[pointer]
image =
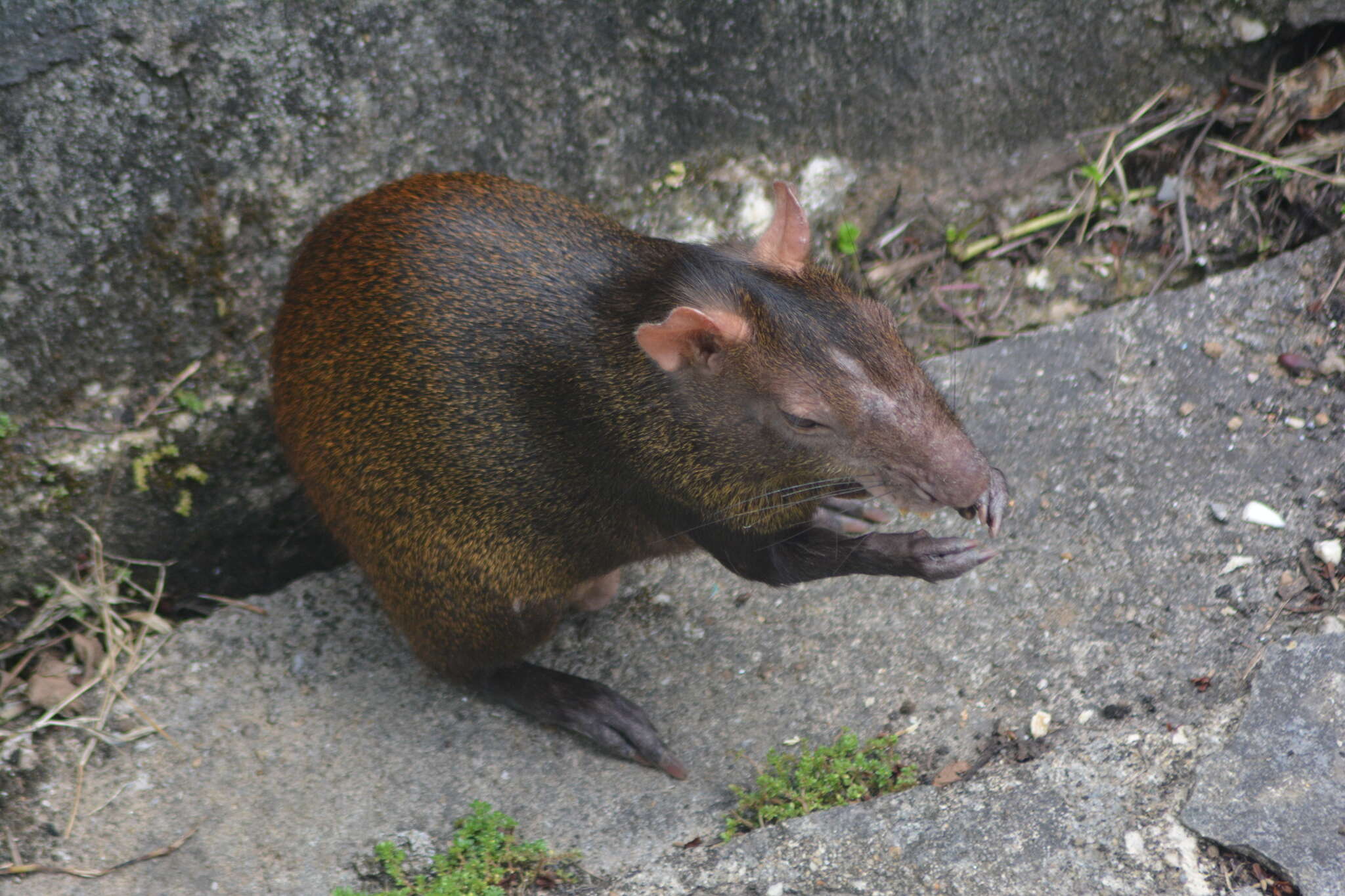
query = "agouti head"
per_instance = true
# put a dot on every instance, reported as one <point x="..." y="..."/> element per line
<point x="810" y="382"/>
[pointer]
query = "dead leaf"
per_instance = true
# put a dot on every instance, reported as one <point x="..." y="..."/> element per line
<point x="1313" y="91"/>
<point x="951" y="773"/>
<point x="50" y="684"/>
<point x="91" y="654"/>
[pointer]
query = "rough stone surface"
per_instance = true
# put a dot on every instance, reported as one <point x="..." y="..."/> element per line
<point x="1277" y="792"/>
<point x="160" y="159"/>
<point x="310" y="734"/>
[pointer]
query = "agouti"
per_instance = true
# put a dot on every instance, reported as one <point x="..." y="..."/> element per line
<point x="496" y="398"/>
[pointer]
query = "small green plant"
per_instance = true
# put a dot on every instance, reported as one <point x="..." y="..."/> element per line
<point x="486" y="859"/>
<point x="188" y="400"/>
<point x="799" y="784"/>
<point x="847" y="241"/>
<point x="1093" y="172"/>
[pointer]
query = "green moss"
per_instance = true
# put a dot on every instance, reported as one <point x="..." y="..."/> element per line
<point x="188" y="400"/>
<point x="191" y="472"/>
<point x="142" y="465"/>
<point x="848" y="237"/>
<point x="799" y="784"/>
<point x="486" y="859"/>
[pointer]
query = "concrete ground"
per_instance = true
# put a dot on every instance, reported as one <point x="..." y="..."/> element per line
<point x="310" y="734"/>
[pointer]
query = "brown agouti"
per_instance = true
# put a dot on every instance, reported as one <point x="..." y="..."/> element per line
<point x="496" y="398"/>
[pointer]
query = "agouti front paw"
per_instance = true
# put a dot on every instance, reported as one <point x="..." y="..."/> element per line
<point x="849" y="516"/>
<point x="933" y="559"/>
<point x="584" y="707"/>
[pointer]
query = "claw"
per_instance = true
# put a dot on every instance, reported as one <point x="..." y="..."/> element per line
<point x="992" y="508"/>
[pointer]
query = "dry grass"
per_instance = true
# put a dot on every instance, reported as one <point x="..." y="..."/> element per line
<point x="76" y="657"/>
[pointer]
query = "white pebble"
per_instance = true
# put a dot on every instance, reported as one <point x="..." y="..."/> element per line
<point x="1328" y="551"/>
<point x="1262" y="515"/>
<point x="1040" y="725"/>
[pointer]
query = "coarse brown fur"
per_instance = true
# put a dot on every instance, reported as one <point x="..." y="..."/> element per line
<point x="459" y="389"/>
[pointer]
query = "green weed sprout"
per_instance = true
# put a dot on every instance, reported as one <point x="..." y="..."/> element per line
<point x="848" y="237"/>
<point x="486" y="859"/>
<point x="799" y="784"/>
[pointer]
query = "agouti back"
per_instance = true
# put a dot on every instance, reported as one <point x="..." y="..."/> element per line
<point x="496" y="398"/>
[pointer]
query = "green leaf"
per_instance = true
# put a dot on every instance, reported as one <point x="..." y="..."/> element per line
<point x="847" y="241"/>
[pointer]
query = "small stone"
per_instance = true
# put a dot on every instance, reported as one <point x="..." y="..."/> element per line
<point x="1248" y="30"/>
<point x="1040" y="725"/>
<point x="1297" y="364"/>
<point x="1262" y="515"/>
<point x="1328" y="551"/>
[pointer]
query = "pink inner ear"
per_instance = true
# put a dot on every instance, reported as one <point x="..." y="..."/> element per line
<point x="786" y="241"/>
<point x="690" y="336"/>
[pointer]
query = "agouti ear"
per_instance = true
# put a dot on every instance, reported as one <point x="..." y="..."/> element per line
<point x="692" y="337"/>
<point x="785" y="244"/>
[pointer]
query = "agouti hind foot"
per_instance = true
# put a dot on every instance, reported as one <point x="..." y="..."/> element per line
<point x="581" y="706"/>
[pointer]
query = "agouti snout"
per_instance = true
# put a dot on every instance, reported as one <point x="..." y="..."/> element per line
<point x="496" y="398"/>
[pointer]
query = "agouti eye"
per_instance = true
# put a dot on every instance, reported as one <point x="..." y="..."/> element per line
<point x="802" y="422"/>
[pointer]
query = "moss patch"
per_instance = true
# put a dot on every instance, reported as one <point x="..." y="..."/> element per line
<point x="799" y="784"/>
<point x="486" y="859"/>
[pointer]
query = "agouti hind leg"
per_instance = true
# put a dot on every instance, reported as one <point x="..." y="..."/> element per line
<point x="481" y="641"/>
<point x="581" y="706"/>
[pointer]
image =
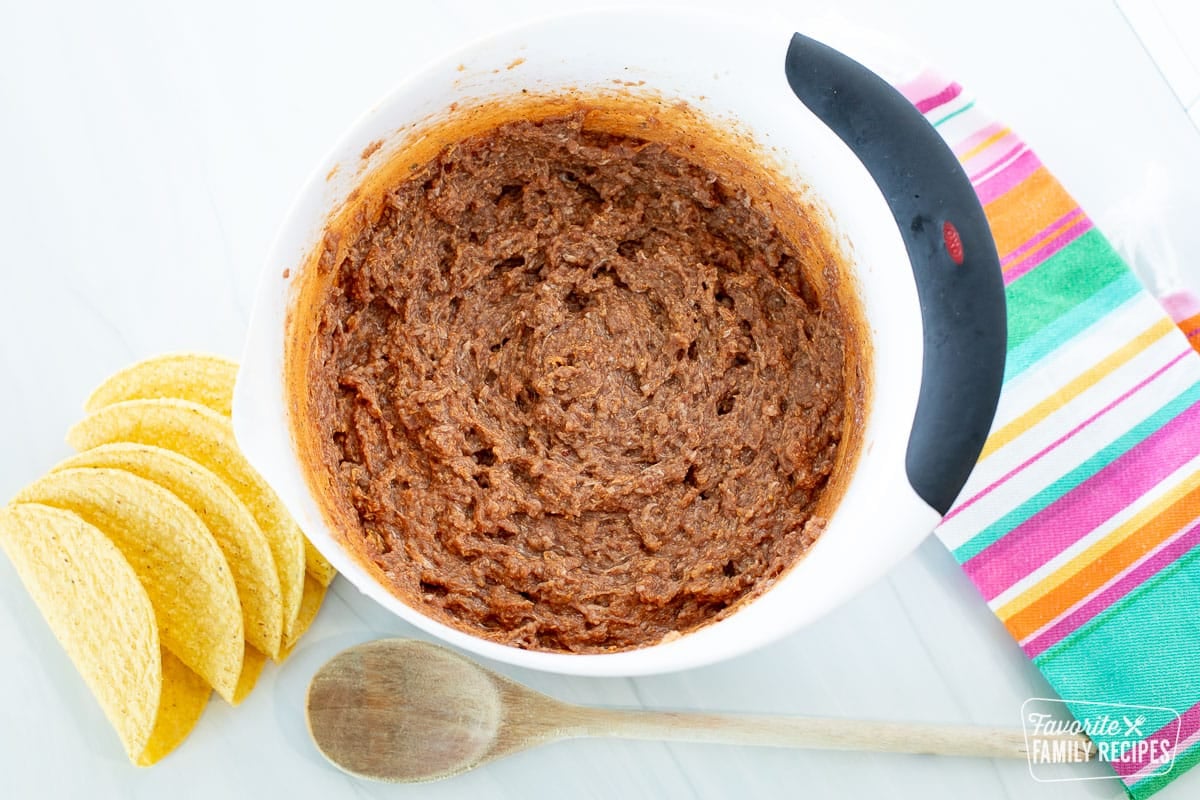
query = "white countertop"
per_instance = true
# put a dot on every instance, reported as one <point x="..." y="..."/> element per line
<point x="148" y="155"/>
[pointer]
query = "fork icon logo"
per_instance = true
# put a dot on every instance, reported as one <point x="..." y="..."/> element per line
<point x="1133" y="727"/>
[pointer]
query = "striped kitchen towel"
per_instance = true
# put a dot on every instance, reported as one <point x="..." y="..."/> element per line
<point x="1081" y="523"/>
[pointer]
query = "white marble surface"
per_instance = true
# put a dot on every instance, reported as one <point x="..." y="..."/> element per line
<point x="147" y="156"/>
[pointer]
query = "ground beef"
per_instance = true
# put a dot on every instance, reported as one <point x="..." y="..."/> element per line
<point x="575" y="391"/>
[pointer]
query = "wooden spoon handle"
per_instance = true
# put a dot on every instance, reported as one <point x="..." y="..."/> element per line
<point x="816" y="733"/>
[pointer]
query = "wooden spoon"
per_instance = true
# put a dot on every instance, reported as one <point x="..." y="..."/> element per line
<point x="405" y="710"/>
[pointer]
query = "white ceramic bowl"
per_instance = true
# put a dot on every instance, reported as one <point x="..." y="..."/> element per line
<point x="724" y="70"/>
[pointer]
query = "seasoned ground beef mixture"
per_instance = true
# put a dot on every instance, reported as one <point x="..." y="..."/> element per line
<point x="574" y="391"/>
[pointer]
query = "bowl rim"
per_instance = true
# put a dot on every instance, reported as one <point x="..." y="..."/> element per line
<point x="651" y="659"/>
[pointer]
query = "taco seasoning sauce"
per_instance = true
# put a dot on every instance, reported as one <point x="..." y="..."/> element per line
<point x="574" y="391"/>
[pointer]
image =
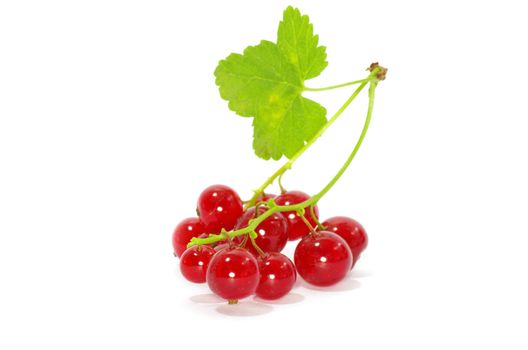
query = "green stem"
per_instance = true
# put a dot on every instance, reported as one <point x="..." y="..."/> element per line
<point x="273" y="208"/>
<point x="332" y="182"/>
<point x="335" y="86"/>
<point x="290" y="162"/>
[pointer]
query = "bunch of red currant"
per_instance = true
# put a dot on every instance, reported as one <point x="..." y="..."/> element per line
<point x="243" y="265"/>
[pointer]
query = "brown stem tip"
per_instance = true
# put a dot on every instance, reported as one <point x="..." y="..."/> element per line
<point x="382" y="70"/>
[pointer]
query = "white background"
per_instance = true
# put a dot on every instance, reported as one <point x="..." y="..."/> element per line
<point x="111" y="125"/>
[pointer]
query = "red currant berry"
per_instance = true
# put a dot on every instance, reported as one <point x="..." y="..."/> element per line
<point x="297" y="228"/>
<point x="233" y="273"/>
<point x="277" y="276"/>
<point x="272" y="232"/>
<point x="351" y="231"/>
<point x="219" y="207"/>
<point x="323" y="258"/>
<point x="194" y="262"/>
<point x="187" y="229"/>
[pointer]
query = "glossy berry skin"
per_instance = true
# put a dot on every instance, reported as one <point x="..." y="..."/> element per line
<point x="219" y="207"/>
<point x="277" y="276"/>
<point x="323" y="258"/>
<point x="186" y="229"/>
<point x="194" y="262"/>
<point x="233" y="273"/>
<point x="272" y="232"/>
<point x="296" y="226"/>
<point x="351" y="231"/>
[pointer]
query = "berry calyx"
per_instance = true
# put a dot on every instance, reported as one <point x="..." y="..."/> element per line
<point x="296" y="226"/>
<point x="277" y="276"/>
<point x="351" y="231"/>
<point x="194" y="262"/>
<point x="219" y="208"/>
<point x="186" y="229"/>
<point x="233" y="273"/>
<point x="272" y="232"/>
<point x="323" y="258"/>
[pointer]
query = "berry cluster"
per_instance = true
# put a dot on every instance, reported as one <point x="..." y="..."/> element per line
<point x="240" y="264"/>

------------------------------------

## WRITTEN TASK
Count the lines in the items above that contain the string "currant", matching case exactly, and reply with that number alone.

## FINAL RESULT
2